» **TASK PROMPT**
Identify every row below that contains the string "station" and copy each such row in full. Matching is case-sensitive.

» **DATA FOR PROCESSING**
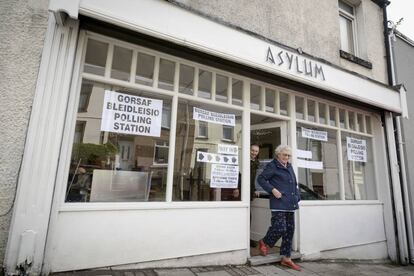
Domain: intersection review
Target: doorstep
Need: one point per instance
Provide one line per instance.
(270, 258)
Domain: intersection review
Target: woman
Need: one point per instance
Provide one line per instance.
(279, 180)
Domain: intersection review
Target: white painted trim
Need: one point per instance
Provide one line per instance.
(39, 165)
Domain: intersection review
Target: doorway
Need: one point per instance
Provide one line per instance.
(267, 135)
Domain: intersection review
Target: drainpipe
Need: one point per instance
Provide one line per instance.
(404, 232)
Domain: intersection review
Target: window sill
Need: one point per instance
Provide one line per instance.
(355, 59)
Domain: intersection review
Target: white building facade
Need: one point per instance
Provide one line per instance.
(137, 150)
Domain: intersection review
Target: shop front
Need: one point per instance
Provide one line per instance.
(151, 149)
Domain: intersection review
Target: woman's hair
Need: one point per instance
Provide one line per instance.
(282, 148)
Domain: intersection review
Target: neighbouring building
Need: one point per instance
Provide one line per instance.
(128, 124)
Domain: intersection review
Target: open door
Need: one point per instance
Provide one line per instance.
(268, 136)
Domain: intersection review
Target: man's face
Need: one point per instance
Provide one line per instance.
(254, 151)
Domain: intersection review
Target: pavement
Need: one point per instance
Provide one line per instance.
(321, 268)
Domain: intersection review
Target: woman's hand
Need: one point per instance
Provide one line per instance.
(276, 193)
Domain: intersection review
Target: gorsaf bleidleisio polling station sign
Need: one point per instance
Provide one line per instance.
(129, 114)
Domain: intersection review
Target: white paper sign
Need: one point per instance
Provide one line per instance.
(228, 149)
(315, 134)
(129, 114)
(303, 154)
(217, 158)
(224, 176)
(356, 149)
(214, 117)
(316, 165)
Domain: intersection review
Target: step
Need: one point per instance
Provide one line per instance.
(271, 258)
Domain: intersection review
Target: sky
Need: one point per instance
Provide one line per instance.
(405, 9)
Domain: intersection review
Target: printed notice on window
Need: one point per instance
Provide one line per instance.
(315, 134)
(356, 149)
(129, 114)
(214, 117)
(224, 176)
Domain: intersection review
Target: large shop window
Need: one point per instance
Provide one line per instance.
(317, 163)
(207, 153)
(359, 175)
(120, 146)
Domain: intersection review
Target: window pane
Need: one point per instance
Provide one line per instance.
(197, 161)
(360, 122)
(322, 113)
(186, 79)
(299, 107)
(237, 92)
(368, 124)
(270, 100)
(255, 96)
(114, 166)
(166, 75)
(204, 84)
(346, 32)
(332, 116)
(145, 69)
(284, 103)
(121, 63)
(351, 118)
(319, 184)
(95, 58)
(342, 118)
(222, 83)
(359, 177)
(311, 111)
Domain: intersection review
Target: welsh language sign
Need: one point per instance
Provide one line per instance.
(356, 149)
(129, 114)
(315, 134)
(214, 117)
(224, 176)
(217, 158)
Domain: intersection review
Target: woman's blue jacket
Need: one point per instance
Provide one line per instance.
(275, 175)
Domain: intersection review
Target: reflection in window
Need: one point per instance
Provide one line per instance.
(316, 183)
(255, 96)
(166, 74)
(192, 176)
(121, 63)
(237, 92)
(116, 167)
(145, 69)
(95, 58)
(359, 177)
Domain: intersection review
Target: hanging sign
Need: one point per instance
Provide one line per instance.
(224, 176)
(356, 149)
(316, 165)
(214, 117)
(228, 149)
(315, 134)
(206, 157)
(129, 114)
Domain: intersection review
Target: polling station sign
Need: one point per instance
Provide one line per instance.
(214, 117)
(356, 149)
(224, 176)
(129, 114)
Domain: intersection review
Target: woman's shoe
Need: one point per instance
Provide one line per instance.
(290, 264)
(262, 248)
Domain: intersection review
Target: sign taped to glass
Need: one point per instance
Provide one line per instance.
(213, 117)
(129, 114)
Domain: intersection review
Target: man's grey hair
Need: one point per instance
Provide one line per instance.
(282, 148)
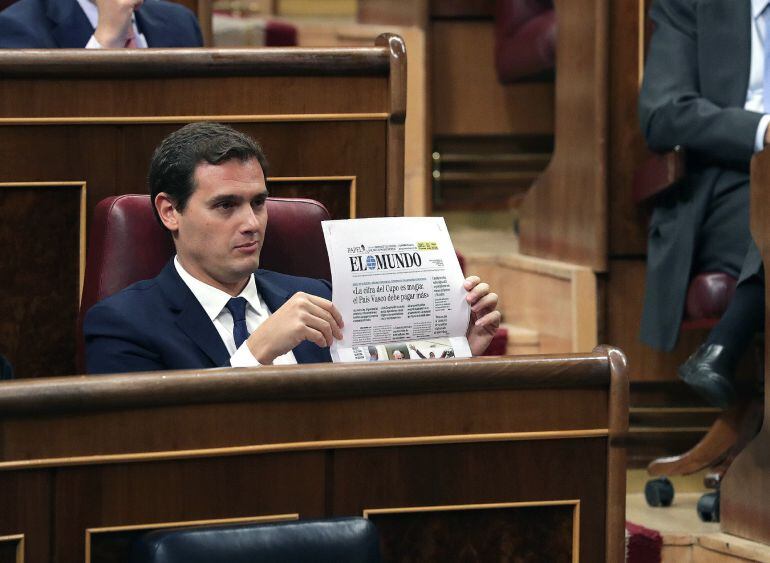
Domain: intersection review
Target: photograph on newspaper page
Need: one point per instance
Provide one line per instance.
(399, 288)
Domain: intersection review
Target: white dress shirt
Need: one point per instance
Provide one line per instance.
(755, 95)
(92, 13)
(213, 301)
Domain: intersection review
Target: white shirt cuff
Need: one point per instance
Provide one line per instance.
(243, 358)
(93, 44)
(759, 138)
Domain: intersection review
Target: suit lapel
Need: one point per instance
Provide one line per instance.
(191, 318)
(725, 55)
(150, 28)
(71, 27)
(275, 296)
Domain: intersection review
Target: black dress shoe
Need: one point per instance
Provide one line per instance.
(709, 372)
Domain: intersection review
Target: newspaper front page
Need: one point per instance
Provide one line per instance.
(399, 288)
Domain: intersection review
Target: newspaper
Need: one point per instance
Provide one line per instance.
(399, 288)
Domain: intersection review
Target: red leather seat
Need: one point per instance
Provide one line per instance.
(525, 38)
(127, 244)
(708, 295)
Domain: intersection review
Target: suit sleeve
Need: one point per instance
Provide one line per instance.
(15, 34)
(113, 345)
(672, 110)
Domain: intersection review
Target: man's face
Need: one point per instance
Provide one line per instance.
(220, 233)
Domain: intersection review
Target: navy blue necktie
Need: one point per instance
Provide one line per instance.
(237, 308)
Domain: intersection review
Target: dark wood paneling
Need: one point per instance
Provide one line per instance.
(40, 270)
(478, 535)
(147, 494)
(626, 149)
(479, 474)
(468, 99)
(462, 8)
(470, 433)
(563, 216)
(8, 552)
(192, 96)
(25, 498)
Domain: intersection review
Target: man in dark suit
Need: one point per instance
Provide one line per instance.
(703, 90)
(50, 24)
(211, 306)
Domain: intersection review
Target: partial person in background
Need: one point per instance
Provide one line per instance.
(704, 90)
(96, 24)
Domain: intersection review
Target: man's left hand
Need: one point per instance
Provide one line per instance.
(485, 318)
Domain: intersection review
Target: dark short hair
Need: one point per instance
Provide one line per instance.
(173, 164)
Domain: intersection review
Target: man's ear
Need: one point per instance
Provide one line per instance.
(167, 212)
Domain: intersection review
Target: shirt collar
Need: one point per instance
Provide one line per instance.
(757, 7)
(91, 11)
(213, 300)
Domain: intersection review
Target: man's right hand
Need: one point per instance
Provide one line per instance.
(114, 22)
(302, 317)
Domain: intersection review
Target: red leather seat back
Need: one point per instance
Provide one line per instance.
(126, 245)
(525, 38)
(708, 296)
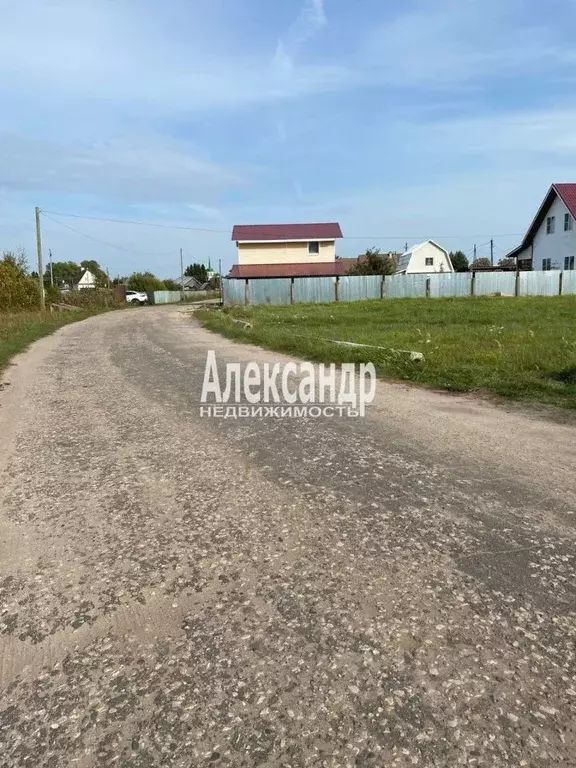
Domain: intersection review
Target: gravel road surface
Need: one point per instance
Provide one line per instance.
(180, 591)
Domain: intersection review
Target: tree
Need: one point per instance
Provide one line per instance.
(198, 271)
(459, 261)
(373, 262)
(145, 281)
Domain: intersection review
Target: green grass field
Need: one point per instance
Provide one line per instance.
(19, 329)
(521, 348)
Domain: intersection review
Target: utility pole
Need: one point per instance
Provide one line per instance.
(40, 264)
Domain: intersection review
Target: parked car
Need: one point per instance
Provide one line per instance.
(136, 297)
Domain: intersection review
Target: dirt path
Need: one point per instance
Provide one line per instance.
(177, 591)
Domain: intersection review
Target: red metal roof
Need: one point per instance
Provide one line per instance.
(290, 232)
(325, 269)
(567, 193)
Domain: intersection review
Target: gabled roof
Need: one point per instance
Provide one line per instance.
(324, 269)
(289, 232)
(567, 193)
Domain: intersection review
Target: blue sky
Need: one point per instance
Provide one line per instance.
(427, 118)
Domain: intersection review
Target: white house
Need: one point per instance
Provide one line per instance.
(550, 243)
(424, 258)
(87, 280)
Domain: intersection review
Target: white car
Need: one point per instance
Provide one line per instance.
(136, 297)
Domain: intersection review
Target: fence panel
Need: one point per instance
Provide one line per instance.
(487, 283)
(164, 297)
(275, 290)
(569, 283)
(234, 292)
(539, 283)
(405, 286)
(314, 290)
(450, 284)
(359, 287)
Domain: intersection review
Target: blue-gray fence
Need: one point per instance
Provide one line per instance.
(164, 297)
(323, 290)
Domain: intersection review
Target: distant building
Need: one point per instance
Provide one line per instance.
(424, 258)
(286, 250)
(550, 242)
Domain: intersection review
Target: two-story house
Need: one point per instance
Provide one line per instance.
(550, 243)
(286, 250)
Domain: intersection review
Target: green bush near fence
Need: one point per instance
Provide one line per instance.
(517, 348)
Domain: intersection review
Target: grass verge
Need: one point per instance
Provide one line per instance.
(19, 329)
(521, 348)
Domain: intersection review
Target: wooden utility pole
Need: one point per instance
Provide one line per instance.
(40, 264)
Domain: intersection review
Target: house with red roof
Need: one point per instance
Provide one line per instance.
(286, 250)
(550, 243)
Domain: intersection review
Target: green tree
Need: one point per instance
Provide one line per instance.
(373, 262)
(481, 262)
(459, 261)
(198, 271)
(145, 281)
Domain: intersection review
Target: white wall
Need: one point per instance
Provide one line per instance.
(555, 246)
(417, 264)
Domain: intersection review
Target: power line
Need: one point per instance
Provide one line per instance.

* * *

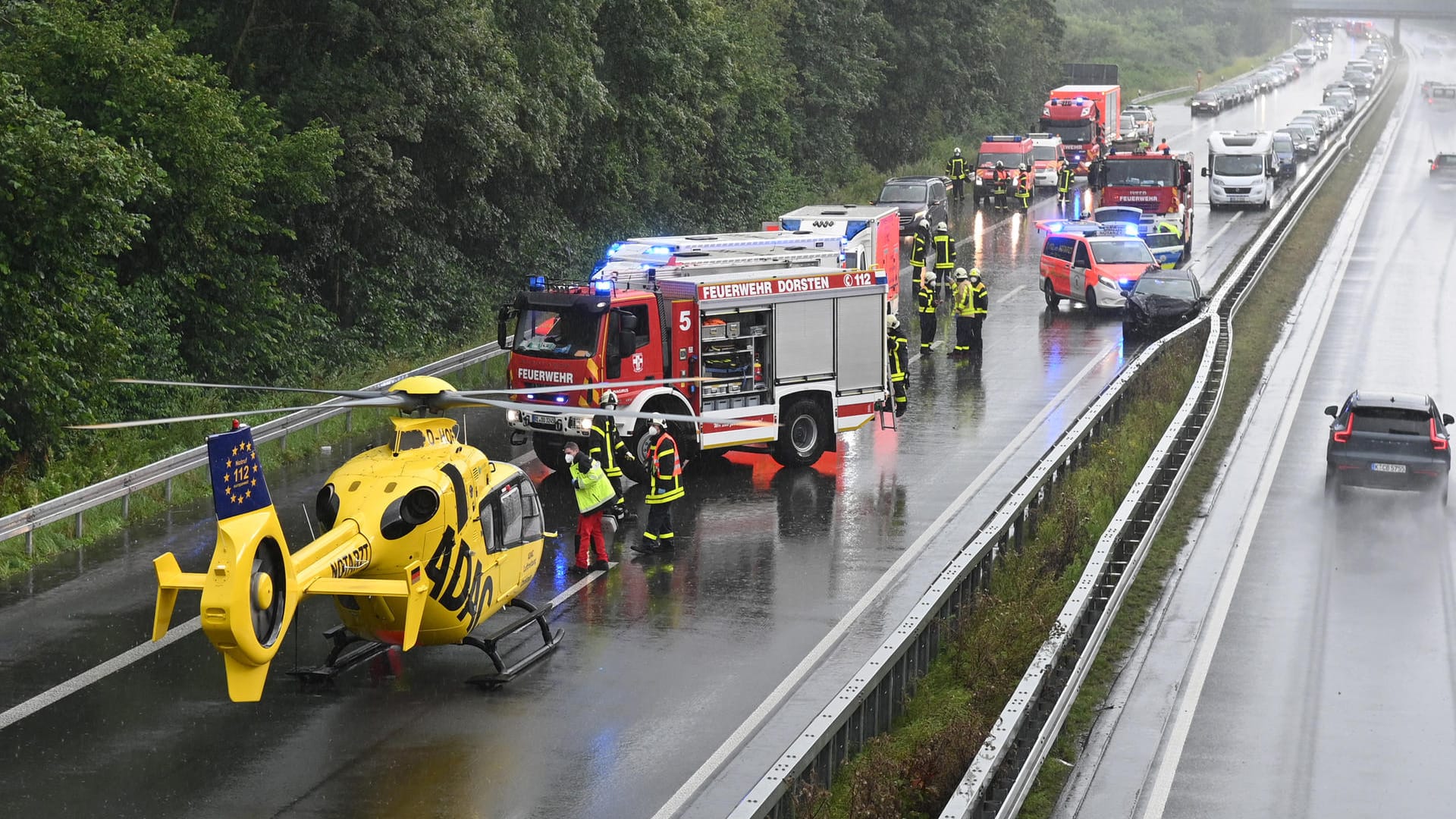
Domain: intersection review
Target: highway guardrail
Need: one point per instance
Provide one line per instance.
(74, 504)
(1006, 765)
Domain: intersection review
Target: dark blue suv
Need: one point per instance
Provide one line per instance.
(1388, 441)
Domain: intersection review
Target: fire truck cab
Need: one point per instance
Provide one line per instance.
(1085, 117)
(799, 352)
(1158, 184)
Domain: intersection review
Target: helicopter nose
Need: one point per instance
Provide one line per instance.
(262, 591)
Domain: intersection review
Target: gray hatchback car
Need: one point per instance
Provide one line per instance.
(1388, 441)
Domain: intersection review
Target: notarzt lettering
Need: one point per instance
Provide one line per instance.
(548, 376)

» **EXERCISE ANSWER**
Target: gorsaf bleidleisio polling station sign
Target: polling station sign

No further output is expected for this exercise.